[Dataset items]

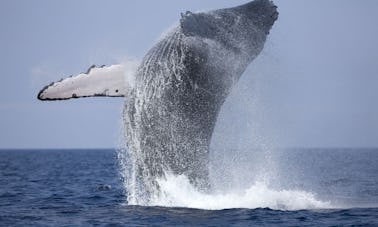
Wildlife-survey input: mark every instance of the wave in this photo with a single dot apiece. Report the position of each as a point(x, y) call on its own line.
point(176, 191)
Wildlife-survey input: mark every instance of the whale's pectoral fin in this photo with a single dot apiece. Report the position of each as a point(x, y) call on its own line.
point(97, 81)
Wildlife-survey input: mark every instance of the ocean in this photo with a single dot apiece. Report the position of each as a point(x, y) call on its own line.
point(299, 187)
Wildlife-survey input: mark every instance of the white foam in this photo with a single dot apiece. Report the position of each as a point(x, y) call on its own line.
point(176, 191)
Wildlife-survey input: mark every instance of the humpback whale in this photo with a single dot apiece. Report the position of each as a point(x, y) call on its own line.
point(178, 89)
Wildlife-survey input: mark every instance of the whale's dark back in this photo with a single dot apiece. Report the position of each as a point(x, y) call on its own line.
point(180, 87)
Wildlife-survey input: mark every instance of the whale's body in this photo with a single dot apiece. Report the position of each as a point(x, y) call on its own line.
point(171, 110)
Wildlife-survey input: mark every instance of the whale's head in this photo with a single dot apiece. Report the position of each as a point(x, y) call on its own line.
point(243, 28)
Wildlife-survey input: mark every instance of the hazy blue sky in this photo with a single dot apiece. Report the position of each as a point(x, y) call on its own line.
point(315, 84)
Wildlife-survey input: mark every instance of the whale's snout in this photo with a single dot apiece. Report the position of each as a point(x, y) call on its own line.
point(262, 13)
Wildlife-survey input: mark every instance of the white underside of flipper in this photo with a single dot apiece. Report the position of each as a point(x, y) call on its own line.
point(107, 81)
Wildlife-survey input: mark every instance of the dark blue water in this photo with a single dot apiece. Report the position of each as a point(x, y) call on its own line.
point(84, 187)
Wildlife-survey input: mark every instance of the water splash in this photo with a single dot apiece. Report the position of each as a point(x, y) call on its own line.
point(176, 191)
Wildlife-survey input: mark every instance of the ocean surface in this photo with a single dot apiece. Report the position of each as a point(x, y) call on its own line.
point(314, 187)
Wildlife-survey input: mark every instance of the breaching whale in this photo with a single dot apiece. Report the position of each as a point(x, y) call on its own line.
point(172, 106)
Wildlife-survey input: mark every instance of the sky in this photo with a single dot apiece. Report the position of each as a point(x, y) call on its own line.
point(314, 85)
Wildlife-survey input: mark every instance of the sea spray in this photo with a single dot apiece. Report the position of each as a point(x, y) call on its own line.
point(176, 191)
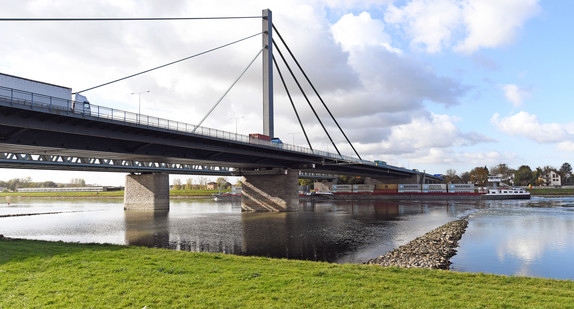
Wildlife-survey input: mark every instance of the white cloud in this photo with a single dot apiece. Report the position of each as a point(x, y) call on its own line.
point(464, 25)
point(430, 24)
point(494, 23)
point(425, 133)
point(515, 94)
point(529, 126)
point(378, 93)
point(361, 31)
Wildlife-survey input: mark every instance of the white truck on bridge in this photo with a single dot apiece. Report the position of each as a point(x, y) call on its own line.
point(27, 91)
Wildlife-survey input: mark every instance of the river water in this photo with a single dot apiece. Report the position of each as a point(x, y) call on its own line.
point(530, 237)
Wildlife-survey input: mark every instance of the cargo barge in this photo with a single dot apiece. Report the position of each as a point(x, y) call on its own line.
point(421, 192)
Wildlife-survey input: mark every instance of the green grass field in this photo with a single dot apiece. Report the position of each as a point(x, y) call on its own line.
point(38, 274)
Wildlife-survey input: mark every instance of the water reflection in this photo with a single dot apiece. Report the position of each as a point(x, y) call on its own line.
point(147, 228)
point(348, 232)
point(531, 238)
point(528, 239)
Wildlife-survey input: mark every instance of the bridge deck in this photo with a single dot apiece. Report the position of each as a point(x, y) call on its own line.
point(39, 128)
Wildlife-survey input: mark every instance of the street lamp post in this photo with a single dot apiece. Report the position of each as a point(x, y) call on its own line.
point(293, 137)
point(236, 119)
point(140, 102)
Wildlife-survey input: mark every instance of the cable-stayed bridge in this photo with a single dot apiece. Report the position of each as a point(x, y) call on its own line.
point(48, 132)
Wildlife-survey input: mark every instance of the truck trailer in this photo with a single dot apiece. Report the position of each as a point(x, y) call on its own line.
point(26, 91)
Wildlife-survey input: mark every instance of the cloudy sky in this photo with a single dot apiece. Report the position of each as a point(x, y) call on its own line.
point(425, 84)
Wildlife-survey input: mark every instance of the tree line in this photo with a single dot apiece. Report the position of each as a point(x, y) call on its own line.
point(523, 176)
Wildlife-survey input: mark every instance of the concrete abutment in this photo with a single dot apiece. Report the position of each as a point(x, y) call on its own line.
point(147, 192)
point(270, 192)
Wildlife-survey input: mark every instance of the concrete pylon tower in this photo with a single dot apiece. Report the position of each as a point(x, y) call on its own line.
point(267, 74)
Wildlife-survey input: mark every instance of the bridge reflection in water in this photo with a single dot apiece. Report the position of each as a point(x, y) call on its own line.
point(342, 232)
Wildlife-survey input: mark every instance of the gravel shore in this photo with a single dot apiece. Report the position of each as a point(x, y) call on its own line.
point(432, 250)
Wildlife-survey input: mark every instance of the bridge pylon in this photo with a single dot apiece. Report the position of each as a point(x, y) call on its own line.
point(268, 74)
point(147, 192)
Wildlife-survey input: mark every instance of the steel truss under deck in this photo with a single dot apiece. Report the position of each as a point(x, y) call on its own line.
point(33, 161)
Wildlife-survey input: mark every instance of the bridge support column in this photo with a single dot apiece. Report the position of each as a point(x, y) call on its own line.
point(147, 192)
point(270, 192)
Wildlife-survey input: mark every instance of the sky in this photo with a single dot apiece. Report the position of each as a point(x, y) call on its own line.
point(421, 84)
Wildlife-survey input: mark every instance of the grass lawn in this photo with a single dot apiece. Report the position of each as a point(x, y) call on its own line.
point(39, 274)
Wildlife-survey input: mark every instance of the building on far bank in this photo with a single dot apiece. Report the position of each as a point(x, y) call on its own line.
point(550, 178)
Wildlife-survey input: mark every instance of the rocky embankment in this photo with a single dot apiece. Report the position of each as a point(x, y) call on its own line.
point(432, 250)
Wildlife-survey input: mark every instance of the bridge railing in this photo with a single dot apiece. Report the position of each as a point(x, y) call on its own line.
point(59, 105)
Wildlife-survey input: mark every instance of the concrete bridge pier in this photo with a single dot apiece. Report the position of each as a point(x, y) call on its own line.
point(147, 192)
point(270, 190)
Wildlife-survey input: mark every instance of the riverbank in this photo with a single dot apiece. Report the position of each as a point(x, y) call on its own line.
point(64, 275)
point(433, 250)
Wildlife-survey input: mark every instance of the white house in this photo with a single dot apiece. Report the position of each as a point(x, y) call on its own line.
point(550, 178)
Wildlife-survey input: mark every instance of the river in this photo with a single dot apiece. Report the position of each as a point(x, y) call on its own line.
point(529, 237)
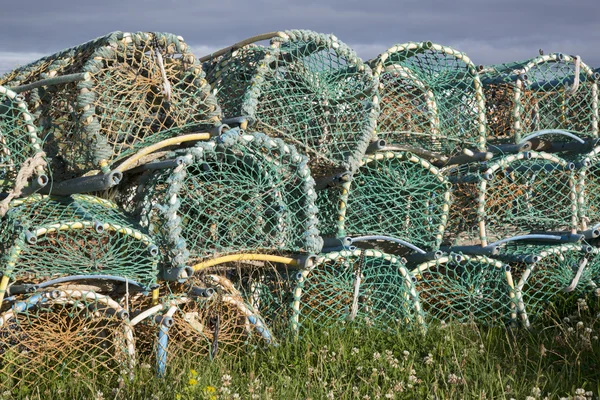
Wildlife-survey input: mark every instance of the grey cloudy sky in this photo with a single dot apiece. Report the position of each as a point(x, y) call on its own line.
point(488, 31)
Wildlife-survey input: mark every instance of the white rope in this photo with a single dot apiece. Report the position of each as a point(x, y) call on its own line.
point(166, 83)
point(573, 88)
point(573, 284)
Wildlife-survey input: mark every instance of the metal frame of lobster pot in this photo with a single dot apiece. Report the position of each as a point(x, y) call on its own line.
point(431, 99)
point(103, 100)
point(306, 88)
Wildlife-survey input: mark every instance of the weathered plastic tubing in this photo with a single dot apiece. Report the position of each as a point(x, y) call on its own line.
point(333, 180)
point(86, 184)
point(552, 132)
point(388, 239)
point(421, 258)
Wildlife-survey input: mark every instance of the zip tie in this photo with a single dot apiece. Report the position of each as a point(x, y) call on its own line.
point(573, 88)
point(166, 83)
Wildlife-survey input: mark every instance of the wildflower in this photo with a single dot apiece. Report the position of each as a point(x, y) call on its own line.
point(209, 390)
point(428, 360)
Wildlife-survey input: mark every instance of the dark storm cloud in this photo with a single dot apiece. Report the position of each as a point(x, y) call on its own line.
point(488, 31)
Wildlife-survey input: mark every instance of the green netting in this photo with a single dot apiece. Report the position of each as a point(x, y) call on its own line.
point(105, 99)
point(553, 91)
point(44, 237)
point(365, 286)
point(394, 194)
point(18, 138)
point(466, 288)
point(545, 273)
point(431, 98)
point(242, 193)
point(309, 89)
point(63, 334)
point(588, 186)
point(514, 195)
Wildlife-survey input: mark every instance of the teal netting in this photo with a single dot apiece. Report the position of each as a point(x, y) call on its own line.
point(307, 88)
point(365, 286)
point(241, 193)
point(431, 98)
point(553, 91)
point(105, 99)
point(466, 288)
point(18, 138)
point(45, 237)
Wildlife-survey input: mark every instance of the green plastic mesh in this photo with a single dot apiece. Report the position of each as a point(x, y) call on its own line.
point(65, 335)
point(513, 195)
point(18, 137)
point(45, 237)
point(123, 92)
point(396, 194)
point(242, 193)
point(431, 98)
point(545, 273)
point(553, 91)
point(465, 288)
point(365, 286)
point(309, 89)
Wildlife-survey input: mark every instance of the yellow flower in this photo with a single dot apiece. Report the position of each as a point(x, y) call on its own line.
point(210, 390)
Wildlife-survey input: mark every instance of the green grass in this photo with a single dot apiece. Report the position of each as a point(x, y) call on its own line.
point(556, 358)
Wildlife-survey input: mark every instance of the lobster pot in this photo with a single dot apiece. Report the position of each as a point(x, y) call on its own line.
point(307, 88)
point(105, 99)
point(365, 286)
point(431, 98)
point(553, 91)
point(395, 194)
point(18, 140)
point(465, 288)
point(64, 335)
point(207, 316)
point(243, 193)
point(547, 273)
point(588, 186)
point(45, 238)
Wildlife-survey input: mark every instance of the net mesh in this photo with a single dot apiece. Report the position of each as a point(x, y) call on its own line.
point(465, 288)
point(553, 91)
point(109, 97)
point(546, 273)
point(431, 98)
point(49, 237)
point(365, 286)
point(18, 137)
point(399, 195)
point(513, 195)
point(64, 335)
point(309, 89)
point(244, 193)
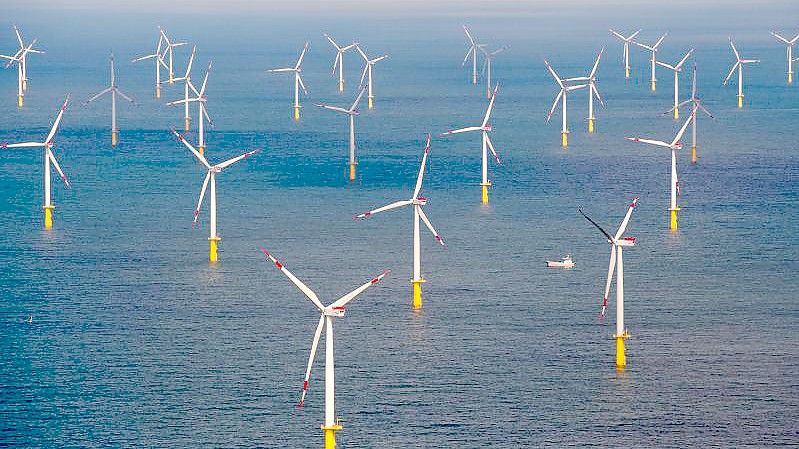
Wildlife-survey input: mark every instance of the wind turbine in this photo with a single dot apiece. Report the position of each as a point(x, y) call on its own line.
point(351, 112)
point(674, 145)
point(484, 127)
point(739, 64)
point(592, 90)
point(367, 70)
point(297, 70)
point(489, 59)
point(653, 48)
point(213, 170)
point(677, 68)
point(561, 96)
point(626, 40)
point(789, 51)
point(20, 58)
point(202, 112)
point(335, 309)
point(159, 62)
point(186, 78)
point(473, 47)
point(169, 51)
point(339, 61)
point(49, 158)
point(697, 105)
point(617, 243)
point(417, 202)
point(114, 90)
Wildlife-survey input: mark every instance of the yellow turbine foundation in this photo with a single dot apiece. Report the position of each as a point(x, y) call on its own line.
point(417, 292)
point(212, 253)
point(330, 435)
point(48, 217)
point(673, 220)
point(621, 358)
point(352, 172)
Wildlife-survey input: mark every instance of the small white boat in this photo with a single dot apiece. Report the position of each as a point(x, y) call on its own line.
point(566, 262)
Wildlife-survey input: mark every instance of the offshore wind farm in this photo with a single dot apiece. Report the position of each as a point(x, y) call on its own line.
point(121, 327)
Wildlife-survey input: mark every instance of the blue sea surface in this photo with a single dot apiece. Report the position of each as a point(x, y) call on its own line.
point(136, 341)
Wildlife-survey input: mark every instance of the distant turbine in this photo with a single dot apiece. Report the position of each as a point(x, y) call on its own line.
point(339, 61)
point(484, 128)
point(739, 64)
point(367, 72)
point(113, 89)
point(696, 103)
point(673, 146)
point(49, 158)
point(561, 96)
point(626, 58)
point(789, 49)
point(297, 71)
point(351, 112)
point(418, 214)
point(677, 69)
point(653, 49)
point(489, 59)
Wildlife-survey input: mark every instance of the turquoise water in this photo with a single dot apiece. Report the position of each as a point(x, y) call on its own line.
point(137, 341)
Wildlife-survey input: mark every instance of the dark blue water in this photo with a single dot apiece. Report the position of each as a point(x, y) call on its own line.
point(137, 341)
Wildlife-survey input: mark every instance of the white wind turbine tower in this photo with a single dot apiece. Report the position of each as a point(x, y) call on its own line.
point(297, 71)
point(20, 58)
point(561, 96)
point(473, 47)
point(484, 128)
point(159, 63)
point(351, 113)
point(169, 51)
point(202, 111)
point(367, 72)
point(626, 40)
point(49, 158)
point(186, 78)
point(210, 178)
point(739, 64)
point(673, 146)
point(592, 90)
point(653, 49)
point(617, 242)
point(418, 214)
point(489, 59)
point(339, 61)
point(789, 50)
point(696, 105)
point(335, 309)
point(677, 69)
point(114, 90)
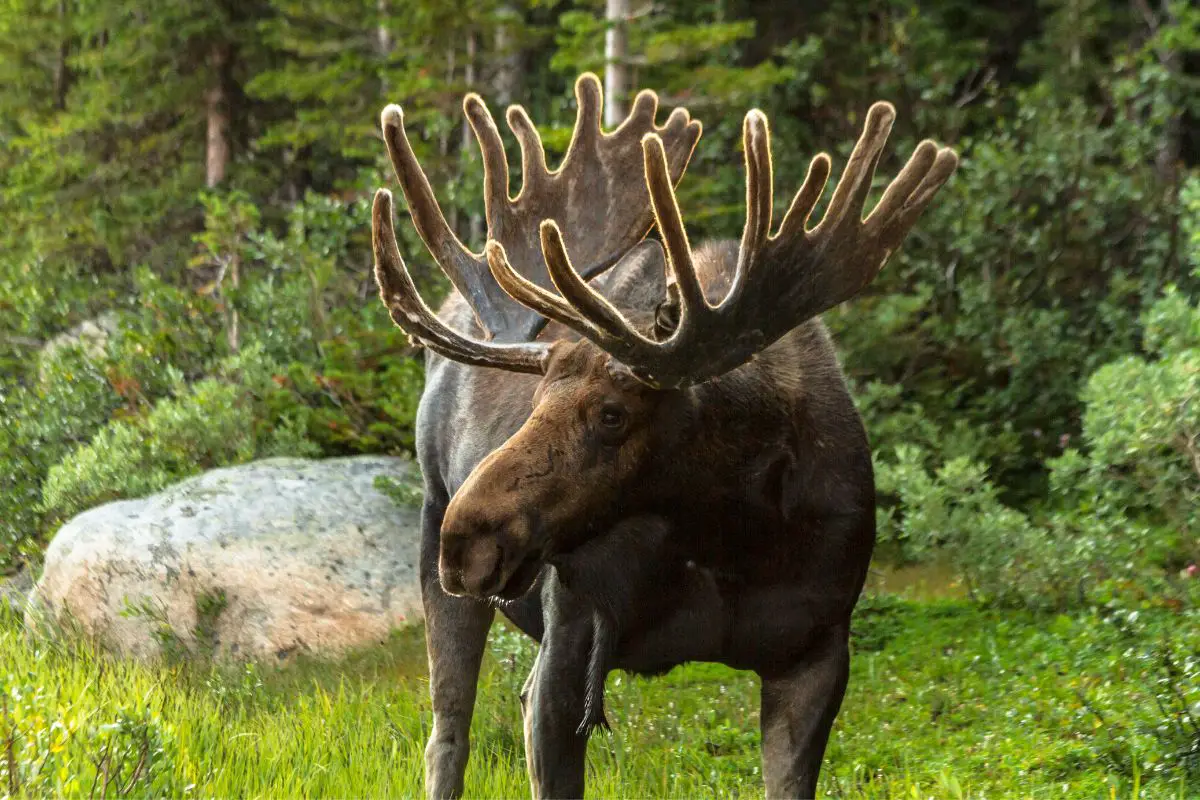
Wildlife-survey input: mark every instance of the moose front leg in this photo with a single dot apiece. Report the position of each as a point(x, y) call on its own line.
point(555, 697)
point(798, 709)
point(456, 635)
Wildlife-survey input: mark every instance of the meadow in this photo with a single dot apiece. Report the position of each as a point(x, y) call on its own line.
point(947, 699)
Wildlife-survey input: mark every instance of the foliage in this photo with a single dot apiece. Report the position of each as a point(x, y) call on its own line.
point(931, 705)
point(1026, 364)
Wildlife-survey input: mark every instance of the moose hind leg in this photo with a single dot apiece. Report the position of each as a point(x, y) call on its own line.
point(456, 635)
point(798, 709)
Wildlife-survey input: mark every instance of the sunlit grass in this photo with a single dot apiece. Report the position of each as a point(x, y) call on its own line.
point(946, 701)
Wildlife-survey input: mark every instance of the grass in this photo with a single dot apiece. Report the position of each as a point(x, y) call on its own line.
point(946, 701)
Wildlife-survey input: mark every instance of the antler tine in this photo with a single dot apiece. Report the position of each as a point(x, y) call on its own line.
point(528, 293)
point(847, 200)
point(485, 299)
point(756, 143)
point(496, 162)
point(409, 312)
point(778, 282)
point(593, 307)
point(797, 218)
point(675, 235)
point(533, 155)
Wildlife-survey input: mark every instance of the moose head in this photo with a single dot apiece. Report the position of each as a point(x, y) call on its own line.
point(607, 398)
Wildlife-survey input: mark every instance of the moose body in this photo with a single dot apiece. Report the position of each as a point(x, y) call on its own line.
point(685, 479)
point(754, 522)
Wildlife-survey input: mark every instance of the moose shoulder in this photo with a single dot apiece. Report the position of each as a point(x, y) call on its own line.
point(672, 468)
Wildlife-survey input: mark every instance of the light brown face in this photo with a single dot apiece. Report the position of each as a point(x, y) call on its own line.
point(587, 438)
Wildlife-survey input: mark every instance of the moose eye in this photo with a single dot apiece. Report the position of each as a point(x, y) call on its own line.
point(612, 416)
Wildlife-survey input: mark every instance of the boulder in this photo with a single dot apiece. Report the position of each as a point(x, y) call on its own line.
point(91, 335)
point(268, 560)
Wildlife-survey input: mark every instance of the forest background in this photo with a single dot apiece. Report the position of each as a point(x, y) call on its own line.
point(195, 176)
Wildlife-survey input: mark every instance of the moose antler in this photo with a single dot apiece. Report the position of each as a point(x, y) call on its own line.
point(780, 281)
point(591, 194)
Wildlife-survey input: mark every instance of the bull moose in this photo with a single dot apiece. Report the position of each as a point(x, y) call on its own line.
point(641, 452)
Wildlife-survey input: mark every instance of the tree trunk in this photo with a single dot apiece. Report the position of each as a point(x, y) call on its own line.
point(61, 71)
point(507, 82)
point(217, 104)
point(616, 71)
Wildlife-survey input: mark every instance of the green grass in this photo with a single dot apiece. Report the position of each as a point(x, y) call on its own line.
point(946, 701)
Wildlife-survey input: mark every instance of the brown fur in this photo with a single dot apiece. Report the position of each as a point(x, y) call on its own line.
point(756, 486)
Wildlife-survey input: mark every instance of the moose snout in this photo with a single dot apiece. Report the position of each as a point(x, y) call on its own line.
point(472, 565)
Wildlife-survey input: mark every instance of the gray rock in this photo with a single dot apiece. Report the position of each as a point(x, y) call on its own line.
point(91, 335)
point(15, 590)
point(269, 559)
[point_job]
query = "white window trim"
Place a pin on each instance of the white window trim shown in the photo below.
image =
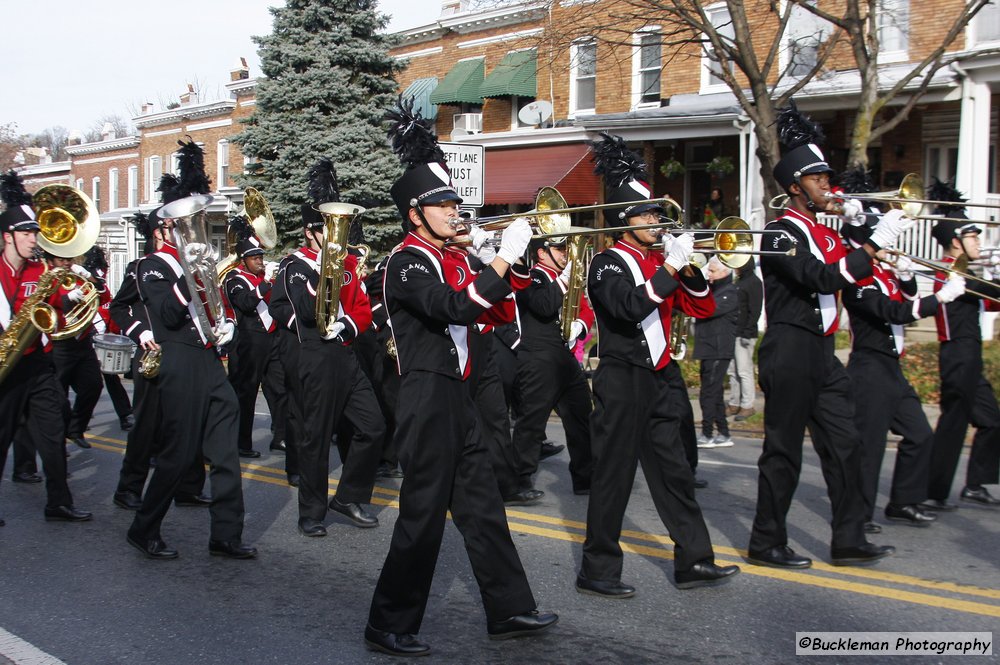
(574, 47)
(637, 71)
(707, 87)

## AIM OF THE EXERCISE:
Rewrite the part of the items that opens with the line containing "Wildlife-survey input: mark every instance of the hazy" and closes with the line containing "point(27, 91)", changing "single dot" to "one marker" throughout and keeping everything else the same. Leave the pictures out.

## ANSWER TO THIS TASK:
Wildlife-survey input: mark every instance of the hazy blue sky in this photo with a one marker apiece. Report the position of each as a point(x, y) call on its own line.
point(315, 84)
Wildlife-survey input: mark every instance of the whale's snout in this photo with a one marker apiece. Report the position of each as a point(x, y) call on its own line.
point(262, 13)
Wildlife-survey input: mark every instance of the white underside of flipper in this photo with a one marker apiece. Report the position of each as a point(x, y) call on its own line.
point(107, 81)
Wildlife-survey input: mark every instance of the dark blue water in this photo with a one marker apiece. Report the position of each as a point(x, y) call on its own line.
point(84, 187)
Wildlife-survey input: mark every instance of the water splash in this photo with a one marker apiece. Report the position of each as a point(x, y) call on its own line.
point(176, 191)
Wildlife-survey input: mark every instance of the ocean surface in this photo with a one marker apiece. Report the position of each as a point(x, y) call on its own line.
point(314, 187)
Wildlife-survey input: mark every instance of the breaching whale in this photo with a one marker apiece. Report the position of each as a point(x, y) call on its own line.
point(172, 106)
Wildlife-survey input: mark every instance of the sky in this photo with a one marker apiece. Report the position of each as a point(x, y) call on its own line.
point(314, 85)
Wildlife-survey input: mark every instance of the sea spray in this photo with a one marker apiece. Report the position of each as a point(x, y) call on its own line.
point(176, 191)
Wildlife-survey input: mark every instance of the white cloud in this photo with a one marker apiece. Report the position of each as a point(x, y) call on its own line.
point(464, 25)
point(430, 24)
point(494, 23)
point(425, 133)
point(515, 94)
point(529, 126)
point(378, 93)
point(361, 31)
Wildlife-survey input: mark every instance of the white truck on bridge in this photo with a one marker apiece. Report the position of each as a point(x, y) call on its own line.
point(27, 91)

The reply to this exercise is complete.